■ Instructions to follow:
Transcribe every line, keeping it exact.

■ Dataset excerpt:
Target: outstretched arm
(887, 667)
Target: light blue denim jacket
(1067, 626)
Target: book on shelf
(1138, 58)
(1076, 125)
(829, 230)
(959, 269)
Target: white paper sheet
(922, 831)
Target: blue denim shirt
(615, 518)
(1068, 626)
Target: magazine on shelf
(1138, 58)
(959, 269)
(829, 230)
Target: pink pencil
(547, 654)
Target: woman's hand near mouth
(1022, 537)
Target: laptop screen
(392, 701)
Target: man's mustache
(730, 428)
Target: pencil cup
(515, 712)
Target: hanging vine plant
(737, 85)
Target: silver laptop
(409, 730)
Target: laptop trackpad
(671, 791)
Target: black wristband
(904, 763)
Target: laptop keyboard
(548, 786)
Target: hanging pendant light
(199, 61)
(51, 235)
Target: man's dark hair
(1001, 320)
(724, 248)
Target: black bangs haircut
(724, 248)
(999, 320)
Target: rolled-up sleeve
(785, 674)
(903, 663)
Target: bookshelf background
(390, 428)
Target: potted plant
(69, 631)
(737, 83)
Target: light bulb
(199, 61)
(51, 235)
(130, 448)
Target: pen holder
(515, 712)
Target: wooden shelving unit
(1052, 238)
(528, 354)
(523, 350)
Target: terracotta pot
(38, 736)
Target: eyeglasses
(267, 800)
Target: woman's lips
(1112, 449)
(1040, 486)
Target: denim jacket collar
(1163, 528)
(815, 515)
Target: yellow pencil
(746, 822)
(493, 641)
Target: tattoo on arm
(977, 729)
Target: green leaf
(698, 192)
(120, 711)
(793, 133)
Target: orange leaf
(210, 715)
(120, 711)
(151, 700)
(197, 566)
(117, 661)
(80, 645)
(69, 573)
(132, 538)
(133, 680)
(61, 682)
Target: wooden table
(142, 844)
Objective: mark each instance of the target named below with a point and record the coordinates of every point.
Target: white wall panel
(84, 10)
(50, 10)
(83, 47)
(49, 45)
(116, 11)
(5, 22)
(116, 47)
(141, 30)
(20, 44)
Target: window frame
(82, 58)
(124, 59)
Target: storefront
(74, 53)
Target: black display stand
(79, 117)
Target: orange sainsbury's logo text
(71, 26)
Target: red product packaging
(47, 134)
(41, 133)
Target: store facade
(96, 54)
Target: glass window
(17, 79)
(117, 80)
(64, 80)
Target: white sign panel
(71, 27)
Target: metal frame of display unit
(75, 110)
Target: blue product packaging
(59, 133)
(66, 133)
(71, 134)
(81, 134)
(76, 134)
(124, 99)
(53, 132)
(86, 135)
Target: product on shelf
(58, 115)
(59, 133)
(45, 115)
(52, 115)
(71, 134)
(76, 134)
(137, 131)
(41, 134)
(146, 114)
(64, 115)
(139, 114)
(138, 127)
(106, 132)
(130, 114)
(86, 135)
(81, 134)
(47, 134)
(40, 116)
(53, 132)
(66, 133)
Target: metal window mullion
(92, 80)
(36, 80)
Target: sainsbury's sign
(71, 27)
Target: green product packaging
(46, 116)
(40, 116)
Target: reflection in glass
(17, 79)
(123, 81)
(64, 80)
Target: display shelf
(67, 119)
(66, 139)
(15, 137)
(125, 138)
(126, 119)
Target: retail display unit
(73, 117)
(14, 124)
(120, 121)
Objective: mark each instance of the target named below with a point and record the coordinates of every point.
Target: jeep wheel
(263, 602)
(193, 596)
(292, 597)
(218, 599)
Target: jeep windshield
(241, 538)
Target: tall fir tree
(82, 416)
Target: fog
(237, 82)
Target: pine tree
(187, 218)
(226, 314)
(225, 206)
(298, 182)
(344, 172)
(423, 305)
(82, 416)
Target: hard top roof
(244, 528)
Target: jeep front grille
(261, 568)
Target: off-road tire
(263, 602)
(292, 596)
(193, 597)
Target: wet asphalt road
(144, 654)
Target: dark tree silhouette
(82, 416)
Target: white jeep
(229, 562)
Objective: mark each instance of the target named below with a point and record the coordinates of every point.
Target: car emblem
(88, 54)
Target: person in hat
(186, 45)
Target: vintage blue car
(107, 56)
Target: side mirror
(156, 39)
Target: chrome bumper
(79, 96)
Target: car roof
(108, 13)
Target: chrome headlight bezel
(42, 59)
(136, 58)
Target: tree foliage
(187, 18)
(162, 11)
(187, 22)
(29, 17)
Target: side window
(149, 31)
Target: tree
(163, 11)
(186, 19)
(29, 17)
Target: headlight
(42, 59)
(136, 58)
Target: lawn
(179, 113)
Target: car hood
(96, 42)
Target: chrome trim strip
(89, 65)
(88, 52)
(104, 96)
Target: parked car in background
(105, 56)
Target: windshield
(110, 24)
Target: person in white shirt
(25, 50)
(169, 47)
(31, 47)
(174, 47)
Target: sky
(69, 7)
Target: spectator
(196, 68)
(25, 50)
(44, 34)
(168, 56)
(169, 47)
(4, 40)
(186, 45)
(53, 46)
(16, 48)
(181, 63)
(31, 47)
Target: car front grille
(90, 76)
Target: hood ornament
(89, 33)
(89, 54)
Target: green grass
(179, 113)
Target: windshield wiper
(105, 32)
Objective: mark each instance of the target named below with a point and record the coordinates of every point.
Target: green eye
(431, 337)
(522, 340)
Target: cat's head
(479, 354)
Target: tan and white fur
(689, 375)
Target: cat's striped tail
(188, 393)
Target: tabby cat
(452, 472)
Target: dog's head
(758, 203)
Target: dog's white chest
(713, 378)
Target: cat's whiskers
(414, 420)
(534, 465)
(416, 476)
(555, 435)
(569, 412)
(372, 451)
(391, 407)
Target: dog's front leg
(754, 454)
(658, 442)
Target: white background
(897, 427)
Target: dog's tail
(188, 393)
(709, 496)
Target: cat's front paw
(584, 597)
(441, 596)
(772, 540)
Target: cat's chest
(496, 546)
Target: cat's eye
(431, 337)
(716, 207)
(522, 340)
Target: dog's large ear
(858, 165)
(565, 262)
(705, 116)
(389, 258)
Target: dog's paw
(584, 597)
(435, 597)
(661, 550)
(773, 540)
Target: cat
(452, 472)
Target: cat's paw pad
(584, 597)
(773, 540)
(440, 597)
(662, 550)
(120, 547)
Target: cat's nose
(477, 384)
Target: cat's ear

■ Answer for this exercise:
Target: outstretched arm
(887, 667)
Target: light blue denim jacket
(1067, 626)
Target: book on shelf
(1138, 58)
(1076, 125)
(829, 230)
(959, 269)
Target: white paper sheet
(922, 831)
Target: blue denim shirt
(615, 518)
(1068, 626)
Target: magazine on shelf
(1138, 58)
(959, 269)
(829, 230)
Target: pink pencil
(547, 654)
Target: woman's hand near mouth
(1022, 537)
Target: laptop screen
(392, 701)
Target: man's mustache
(730, 428)
Target: pencil cup
(515, 712)
Target: hanging vine plant
(737, 85)
Target: silver laptop
(409, 730)
Target: laptop trackpad
(671, 791)
Target: black wristband
(904, 763)
Target: laptop keyboard
(548, 786)
Target: hanging pendant light
(199, 61)
(51, 235)
Target: man's dark hair
(1001, 320)
(724, 248)
Target: black bangs haircut
(724, 248)
(999, 320)
Target: rolled-up sleeve
(785, 674)
(903, 663)
Target: bookshelf background
(390, 428)
Target: potted plant
(69, 631)
(737, 83)
Target: light bulb
(199, 61)
(51, 235)
(130, 448)
Target: pen holder
(515, 712)
Target: wooden shelving unit
(1052, 238)
(528, 354)
(523, 350)
Target: terracotta pot
(38, 736)
Target: eyeglasses
(267, 800)
Target: woman's lips
(1112, 449)
(1040, 486)
Target: denim jacket collar
(1163, 528)
(815, 515)
Target: yellow pencil
(746, 822)
(493, 641)
Target: tattoo on arm
(977, 729)
Target: green leaf
(698, 192)
(120, 711)
(793, 133)
Target: orange leaf
(210, 715)
(120, 711)
(151, 700)
(197, 566)
(117, 661)
(80, 645)
(69, 573)
(132, 538)
(133, 680)
(61, 682)
Target: wooden table
(142, 844)
Objective: mark each instance of the target named below with a point and record the coordinates of every point.
Target: white wall panel
(84, 10)
(50, 10)
(83, 47)
(49, 45)
(116, 11)
(5, 22)
(116, 47)
(141, 30)
(20, 44)
Target: window frame
(82, 58)
(124, 59)
Target: storefront
(74, 53)
Target: black display stand
(79, 117)
Target: orange sainsbury's logo text
(71, 26)
Target: red product packaging
(47, 134)
(41, 133)
Target: store facade
(96, 54)
Target: glass window
(17, 79)
(117, 80)
(64, 80)
Target: white sign panel
(71, 27)
Target: metal frame of display unit
(75, 110)
Target: blue product packaging
(59, 133)
(66, 133)
(71, 134)
(81, 134)
(76, 134)
(124, 99)
(53, 132)
(86, 135)
Target: product on shelf
(58, 115)
(59, 133)
(45, 115)
(52, 115)
(71, 134)
(76, 134)
(137, 131)
(41, 134)
(146, 114)
(64, 115)
(139, 114)
(138, 127)
(106, 132)
(130, 114)
(86, 135)
(81, 134)
(47, 134)
(40, 116)
(53, 132)
(66, 133)
Target: metal window mullion
(92, 80)
(36, 80)
Target: sainsbury's sign
(71, 27)
Target: green product packaging
(46, 116)
(40, 116)
Target: reflection in glass
(17, 79)
(123, 81)
(64, 80)
Target: display shelf
(67, 119)
(66, 139)
(15, 137)
(125, 138)
(126, 119)
Target: retail display unit
(73, 117)
(14, 124)
(120, 121)
Objective: mark each instance of the target named below with a point and record the coordinates of every point.
Target: jeep wheel
(263, 602)
(193, 596)
(292, 597)
(218, 599)
Target: jeep windshield
(241, 538)
Target: tall fir tree
(82, 416)
Target: fog
(237, 82)
Target: pine tree
(187, 218)
(226, 314)
(225, 206)
(298, 182)
(344, 172)
(423, 305)
(82, 416)
Target: hard top roof
(244, 528)
Target: jeep front grille
(261, 568)
Target: off-road tire
(263, 602)
(292, 596)
(193, 597)
Target: wet asphalt road
(144, 654)
Target: dark tree silhouette
(82, 416)
Target: white jeep
(229, 562)
Objective: mark each instance of the target named below with a point and record the coordinates of every point.
Target: car emblem
(88, 54)
Target: person in hat
(186, 45)
Target: vintage blue car
(107, 56)
Target: side mirror
(156, 39)
Target: chrome bumper
(79, 96)
Target: car roof
(108, 13)
Target: chrome headlight bezel
(42, 59)
(136, 58)
Target: tree foliage
(187, 18)
(162, 11)
(187, 22)
(29, 17)
Target: side window
(149, 31)
Target: tree
(163, 11)
(186, 19)
(29, 17)
Target: headlight
(42, 59)
(136, 58)
Target: lawn
(179, 113)
Target: car hood
(96, 42)
Target: chrome trim strip
(89, 65)
(88, 52)
(104, 96)
Target: parked car in background
(105, 56)
Target: windshield
(110, 24)
Target: person in white shirt
(25, 50)
(169, 47)
(31, 47)
(174, 47)
Target: sky
(69, 7)
Target: spectator
(196, 68)
(25, 50)
(44, 34)
(168, 56)
(169, 47)
(4, 40)
(186, 45)
(53, 46)
(16, 48)
(181, 63)
(31, 47)
Target: car front grille
(90, 76)
Target: hood ornament
(89, 33)
(89, 54)
Target: green grass
(179, 113)
Target: windshield wiper
(105, 32)
Objective: mark each instance of the target named below with a point and record the coordinates of every point.
Target: green eye
(431, 337)
(522, 340)
Target: cat's head
(479, 354)
Target: tan and white fur
(689, 375)
Target: cat's striped tail
(188, 393)
Target: tabby cat
(452, 472)
Target: dog's head
(758, 203)
Target: dog's white chest
(713, 378)
Target: cat's whiskers
(414, 420)
(534, 465)
(416, 476)
(555, 435)
(569, 412)
(372, 451)
(391, 407)
Target: dog's front leg
(754, 454)
(658, 442)
Target: white background
(897, 427)
Target: dog's tail
(188, 393)
(709, 496)
Target: cat's front paw
(584, 597)
(441, 596)
(772, 540)
Target: cat's chest
(496, 546)
Target: cat's eye
(431, 337)
(716, 207)
(522, 340)
Target: dog's large ear
(858, 165)
(565, 262)
(705, 116)
(389, 258)
Target: dog's paw
(584, 597)
(435, 597)
(661, 550)
(773, 540)
Target: cat
(452, 472)
Target: cat's paw pad
(584, 597)
(773, 540)
(440, 597)
(662, 550)
(120, 547)
Target: cat's nose
(477, 384)
Target: cat's ear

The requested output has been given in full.